What you will do>
**A)** In the rent thread, what budget did emperor tell his cousin he had?
**B)** From the rent thread, write out the part that begins at "Renting a $1600-1800" and stops after "(May 16, 2010)", swapping "roommate" for "housemate".

Text>

□ □ □ □

Renting a $1600-1800 place, where you only pay $600-800, and your roommate is gone on weekends leaving the place all yours. That is the best roomy in the world.

After a year, your rent goes month to month, if his work changes/moves/ends and you want to leave, just give notice.


----------



## peterk (May 16, 2010)

I don't get it, why would your cousin pay more than his half because he's getting a living allowance? Or is it a use it or lose it situation? (unlikely)


----------



## emperor (Jul 24, 2011)

That's to bad Marina, sorry for your loss.

Peterk I have no idea, he asked my budget and I said 800, he told me he can make up the difference. He's an honest guy so probably won't pocket money that's given for a living out allowance.


----------



## banjopete (Feb 4, 2014)

peterk said:


> I don't get it, why would your cousin pay more than his half because he's getting a living allowance? Or is it a use it or lose it situation? (unlikely)


My guess is the living allowance is just that, a cost covering option of his employer's that evaporates if not used essentially. One of those "the corporation will cover living expenses up to $1000..." kind of things. I guess emperor's roommate is ok with claiming the full amount as he could fight for the 50% split but the only people saving money in that situation is the corporation. This is my thinking as I've been in a similar situation before.


----------

□ □ □ □

Provided records>
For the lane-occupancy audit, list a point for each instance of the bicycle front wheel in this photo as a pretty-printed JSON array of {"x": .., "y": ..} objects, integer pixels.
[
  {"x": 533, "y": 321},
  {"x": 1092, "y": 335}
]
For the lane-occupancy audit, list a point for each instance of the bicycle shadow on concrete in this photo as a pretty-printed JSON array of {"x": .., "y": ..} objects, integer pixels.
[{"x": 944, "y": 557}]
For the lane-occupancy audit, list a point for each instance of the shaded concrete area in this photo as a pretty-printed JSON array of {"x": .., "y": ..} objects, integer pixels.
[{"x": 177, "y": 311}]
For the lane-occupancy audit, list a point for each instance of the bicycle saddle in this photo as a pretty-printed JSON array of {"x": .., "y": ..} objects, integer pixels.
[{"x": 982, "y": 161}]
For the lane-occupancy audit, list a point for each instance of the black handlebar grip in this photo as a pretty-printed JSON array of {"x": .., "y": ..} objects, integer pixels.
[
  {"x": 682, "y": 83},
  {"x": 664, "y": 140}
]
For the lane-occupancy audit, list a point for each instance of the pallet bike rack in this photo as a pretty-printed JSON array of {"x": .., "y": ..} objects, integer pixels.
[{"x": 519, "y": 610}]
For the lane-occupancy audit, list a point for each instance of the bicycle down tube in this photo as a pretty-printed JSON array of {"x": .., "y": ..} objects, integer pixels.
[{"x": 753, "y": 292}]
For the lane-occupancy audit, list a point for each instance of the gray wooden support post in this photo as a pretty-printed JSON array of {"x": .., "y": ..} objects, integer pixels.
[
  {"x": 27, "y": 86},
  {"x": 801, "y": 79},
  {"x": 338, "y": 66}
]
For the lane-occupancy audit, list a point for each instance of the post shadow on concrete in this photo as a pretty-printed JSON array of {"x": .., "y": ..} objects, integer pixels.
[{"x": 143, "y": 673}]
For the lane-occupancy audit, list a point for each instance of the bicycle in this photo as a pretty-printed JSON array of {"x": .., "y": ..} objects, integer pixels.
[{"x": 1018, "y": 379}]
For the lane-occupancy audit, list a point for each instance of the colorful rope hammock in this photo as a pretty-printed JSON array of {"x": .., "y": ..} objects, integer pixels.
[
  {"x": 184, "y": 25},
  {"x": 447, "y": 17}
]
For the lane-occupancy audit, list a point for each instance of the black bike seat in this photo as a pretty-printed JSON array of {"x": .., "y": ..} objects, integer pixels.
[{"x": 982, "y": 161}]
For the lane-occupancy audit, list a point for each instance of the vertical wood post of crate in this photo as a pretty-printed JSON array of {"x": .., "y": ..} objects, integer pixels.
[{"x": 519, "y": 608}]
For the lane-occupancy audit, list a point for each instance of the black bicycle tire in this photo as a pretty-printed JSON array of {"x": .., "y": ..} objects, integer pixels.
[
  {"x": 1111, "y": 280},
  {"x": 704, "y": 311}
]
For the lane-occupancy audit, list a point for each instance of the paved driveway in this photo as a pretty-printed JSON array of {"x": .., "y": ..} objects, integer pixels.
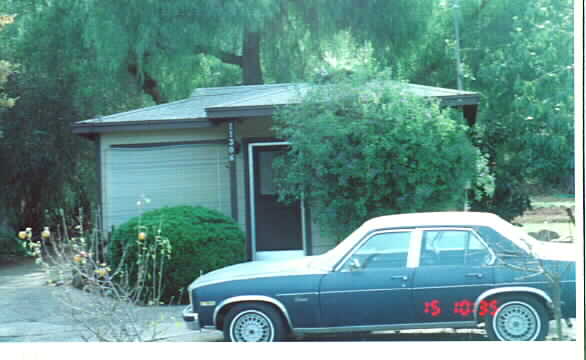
[{"x": 30, "y": 312}]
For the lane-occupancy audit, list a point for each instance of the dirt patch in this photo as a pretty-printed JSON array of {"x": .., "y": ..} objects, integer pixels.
[{"x": 554, "y": 214}]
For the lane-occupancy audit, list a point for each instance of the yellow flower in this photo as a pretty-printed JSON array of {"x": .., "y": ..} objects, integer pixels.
[
  {"x": 46, "y": 233},
  {"x": 101, "y": 272}
]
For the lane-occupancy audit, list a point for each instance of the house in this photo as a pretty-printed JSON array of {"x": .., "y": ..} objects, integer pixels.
[{"x": 215, "y": 149}]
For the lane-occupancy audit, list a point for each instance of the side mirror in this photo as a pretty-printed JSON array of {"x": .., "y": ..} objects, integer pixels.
[{"x": 355, "y": 264}]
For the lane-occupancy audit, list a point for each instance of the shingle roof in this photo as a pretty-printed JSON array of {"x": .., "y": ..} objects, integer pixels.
[{"x": 236, "y": 101}]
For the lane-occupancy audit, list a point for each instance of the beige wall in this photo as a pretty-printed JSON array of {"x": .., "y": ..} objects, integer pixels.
[{"x": 250, "y": 128}]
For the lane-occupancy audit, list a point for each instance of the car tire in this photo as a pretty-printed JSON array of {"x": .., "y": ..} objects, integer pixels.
[
  {"x": 254, "y": 322},
  {"x": 518, "y": 318}
]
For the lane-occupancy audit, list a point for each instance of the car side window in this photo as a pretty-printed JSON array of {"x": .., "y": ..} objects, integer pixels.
[
  {"x": 381, "y": 251},
  {"x": 452, "y": 247}
]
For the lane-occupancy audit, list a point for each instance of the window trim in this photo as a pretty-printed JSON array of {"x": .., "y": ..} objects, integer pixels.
[
  {"x": 470, "y": 230},
  {"x": 410, "y": 253}
]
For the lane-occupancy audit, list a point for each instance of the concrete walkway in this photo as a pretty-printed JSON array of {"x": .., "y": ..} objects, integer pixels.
[{"x": 30, "y": 311}]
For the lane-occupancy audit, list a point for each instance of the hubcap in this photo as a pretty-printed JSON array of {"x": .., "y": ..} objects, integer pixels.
[
  {"x": 252, "y": 326},
  {"x": 516, "y": 321}
]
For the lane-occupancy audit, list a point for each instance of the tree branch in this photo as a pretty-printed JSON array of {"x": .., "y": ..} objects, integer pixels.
[
  {"x": 224, "y": 56},
  {"x": 149, "y": 85}
]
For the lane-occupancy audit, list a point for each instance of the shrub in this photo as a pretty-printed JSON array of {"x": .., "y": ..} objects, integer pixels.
[
  {"x": 201, "y": 240},
  {"x": 10, "y": 245}
]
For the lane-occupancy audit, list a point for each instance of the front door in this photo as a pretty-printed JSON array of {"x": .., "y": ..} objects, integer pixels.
[{"x": 276, "y": 228}]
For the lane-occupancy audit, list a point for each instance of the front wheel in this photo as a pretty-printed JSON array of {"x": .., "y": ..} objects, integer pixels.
[
  {"x": 518, "y": 318},
  {"x": 254, "y": 322}
]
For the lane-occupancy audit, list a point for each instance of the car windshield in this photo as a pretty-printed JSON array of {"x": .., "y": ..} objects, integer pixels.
[{"x": 327, "y": 260}]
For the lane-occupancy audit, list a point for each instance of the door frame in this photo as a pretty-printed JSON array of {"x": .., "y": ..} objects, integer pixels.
[{"x": 250, "y": 144}]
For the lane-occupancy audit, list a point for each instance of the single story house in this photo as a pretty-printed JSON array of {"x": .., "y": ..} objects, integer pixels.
[{"x": 215, "y": 149}]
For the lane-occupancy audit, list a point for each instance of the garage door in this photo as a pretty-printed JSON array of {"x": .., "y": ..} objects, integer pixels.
[{"x": 167, "y": 175}]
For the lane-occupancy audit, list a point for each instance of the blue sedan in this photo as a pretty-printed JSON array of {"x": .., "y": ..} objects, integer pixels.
[{"x": 409, "y": 271}]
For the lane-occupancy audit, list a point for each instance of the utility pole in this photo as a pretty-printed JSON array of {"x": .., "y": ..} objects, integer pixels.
[{"x": 456, "y": 14}]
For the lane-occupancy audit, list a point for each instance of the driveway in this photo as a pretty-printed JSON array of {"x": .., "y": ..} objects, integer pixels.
[{"x": 30, "y": 311}]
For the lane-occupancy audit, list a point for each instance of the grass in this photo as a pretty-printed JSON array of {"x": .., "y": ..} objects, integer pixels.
[
  {"x": 549, "y": 214},
  {"x": 563, "y": 229}
]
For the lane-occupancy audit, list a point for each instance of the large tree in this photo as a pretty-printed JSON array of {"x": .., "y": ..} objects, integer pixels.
[
  {"x": 519, "y": 56},
  {"x": 6, "y": 68},
  {"x": 159, "y": 41}
]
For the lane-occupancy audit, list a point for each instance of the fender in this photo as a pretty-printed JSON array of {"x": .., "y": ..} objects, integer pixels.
[
  {"x": 509, "y": 289},
  {"x": 248, "y": 298}
]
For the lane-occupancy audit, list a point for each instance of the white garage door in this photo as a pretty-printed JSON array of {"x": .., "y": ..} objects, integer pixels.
[{"x": 167, "y": 175}]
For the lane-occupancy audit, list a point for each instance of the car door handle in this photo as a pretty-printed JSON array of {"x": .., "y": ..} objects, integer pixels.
[
  {"x": 475, "y": 275},
  {"x": 399, "y": 277}
]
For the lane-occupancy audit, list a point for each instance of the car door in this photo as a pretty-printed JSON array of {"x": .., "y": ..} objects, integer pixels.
[
  {"x": 454, "y": 268},
  {"x": 371, "y": 286}
]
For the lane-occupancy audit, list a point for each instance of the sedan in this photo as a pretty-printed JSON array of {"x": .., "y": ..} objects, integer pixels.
[{"x": 397, "y": 272}]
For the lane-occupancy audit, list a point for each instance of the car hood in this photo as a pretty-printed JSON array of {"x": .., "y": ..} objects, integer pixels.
[{"x": 252, "y": 269}]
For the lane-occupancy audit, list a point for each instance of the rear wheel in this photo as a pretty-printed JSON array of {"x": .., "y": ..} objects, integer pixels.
[
  {"x": 254, "y": 322},
  {"x": 518, "y": 318}
]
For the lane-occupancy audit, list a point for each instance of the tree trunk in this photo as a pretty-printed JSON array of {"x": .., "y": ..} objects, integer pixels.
[
  {"x": 251, "y": 70},
  {"x": 149, "y": 85}
]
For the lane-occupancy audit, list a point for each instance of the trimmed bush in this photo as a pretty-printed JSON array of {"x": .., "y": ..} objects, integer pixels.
[{"x": 201, "y": 240}]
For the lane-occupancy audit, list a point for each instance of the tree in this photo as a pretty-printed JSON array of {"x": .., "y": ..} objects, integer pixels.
[
  {"x": 519, "y": 56},
  {"x": 158, "y": 42},
  {"x": 375, "y": 150},
  {"x": 6, "y": 68}
]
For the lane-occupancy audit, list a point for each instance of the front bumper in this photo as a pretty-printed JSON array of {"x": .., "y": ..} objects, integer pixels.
[{"x": 191, "y": 319}]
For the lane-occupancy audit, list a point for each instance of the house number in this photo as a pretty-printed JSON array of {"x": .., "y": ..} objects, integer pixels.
[{"x": 462, "y": 307}]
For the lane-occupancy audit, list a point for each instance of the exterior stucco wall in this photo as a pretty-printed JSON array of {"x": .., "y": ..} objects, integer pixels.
[
  {"x": 154, "y": 137},
  {"x": 249, "y": 128}
]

□ □ □ □

Task results>
**A)** $800

**B)**
Renting a $1600-1800 place, where you only pay $600-800, and your housemate is gone on weekends leaving the place all yours. That is the best roomy in the world.

After a year, your rent goes month to month, if his work changes/moves/ends and you want to leave, just give notice.


----------



## peterk (May 16, 2010)